-- MATERIALS PROVIDED start --
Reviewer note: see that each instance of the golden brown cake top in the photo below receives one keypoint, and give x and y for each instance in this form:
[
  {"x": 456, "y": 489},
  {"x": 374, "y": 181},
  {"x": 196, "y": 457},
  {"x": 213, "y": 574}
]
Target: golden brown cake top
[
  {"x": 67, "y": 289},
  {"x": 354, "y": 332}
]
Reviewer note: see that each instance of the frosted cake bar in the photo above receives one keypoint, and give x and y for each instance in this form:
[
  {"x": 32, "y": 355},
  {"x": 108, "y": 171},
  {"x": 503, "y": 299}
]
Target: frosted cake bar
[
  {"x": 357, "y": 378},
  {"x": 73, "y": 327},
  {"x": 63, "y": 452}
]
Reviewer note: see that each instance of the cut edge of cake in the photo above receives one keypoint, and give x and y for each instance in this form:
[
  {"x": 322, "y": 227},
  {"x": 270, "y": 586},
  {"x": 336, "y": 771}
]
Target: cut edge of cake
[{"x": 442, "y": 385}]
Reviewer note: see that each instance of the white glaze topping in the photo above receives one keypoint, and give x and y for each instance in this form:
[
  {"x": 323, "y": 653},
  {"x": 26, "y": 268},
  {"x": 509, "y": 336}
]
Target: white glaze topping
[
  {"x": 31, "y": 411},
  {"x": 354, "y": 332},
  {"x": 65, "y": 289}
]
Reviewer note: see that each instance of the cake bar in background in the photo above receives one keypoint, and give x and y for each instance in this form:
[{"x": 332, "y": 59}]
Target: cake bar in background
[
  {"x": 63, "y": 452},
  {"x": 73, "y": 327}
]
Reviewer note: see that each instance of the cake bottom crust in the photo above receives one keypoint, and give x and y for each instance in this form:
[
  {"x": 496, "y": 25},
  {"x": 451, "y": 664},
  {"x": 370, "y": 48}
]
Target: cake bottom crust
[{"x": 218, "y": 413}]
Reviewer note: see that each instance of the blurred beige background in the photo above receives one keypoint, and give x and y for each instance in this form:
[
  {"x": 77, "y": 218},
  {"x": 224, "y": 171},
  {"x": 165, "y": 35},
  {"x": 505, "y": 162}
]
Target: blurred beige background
-- MATERIALS PROVIDED end --
-- MATERIALS PROVIDED start --
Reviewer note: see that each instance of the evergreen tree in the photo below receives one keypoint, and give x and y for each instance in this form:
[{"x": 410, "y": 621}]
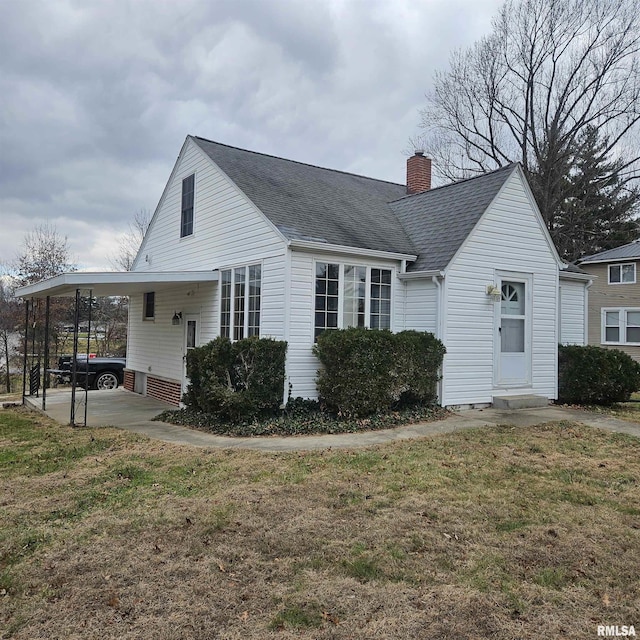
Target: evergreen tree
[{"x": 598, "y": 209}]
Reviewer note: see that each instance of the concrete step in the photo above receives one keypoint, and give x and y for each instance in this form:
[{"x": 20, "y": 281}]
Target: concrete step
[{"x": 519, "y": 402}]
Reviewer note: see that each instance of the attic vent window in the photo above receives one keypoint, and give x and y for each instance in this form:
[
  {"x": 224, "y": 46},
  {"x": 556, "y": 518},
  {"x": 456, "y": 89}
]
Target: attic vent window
-- MATERIALS PROVIDED end --
▸ **WORK INSTRUCTIONS**
Copy out the data above, starting at the line that contains "Reviewer note: see that each instance of the evergreen" and ending at the line that contains "Target: attic vent window", with both of those lines included. Leave the picture out of your copy.

▸ **WORKED ANSWER**
Reviewer note: see that each instance of the evergreen tree in the photo below receives one keypoint, and give x and y for each instance in this form:
[{"x": 410, "y": 621}]
Target: evergreen tree
[{"x": 598, "y": 209}]
Reviewer note: see that each instance of the concrete step in the photo above receives one keypoint, and give x and y for each instance in this form:
[{"x": 20, "y": 281}]
Target: concrete step
[{"x": 519, "y": 402}]
Reviewer note: see that each instance of the attic vent window in the photo above receives one keypoint, and give x and y for each instance in this form:
[
  {"x": 224, "y": 46},
  {"x": 556, "y": 518},
  {"x": 456, "y": 89}
]
Target: attic vent window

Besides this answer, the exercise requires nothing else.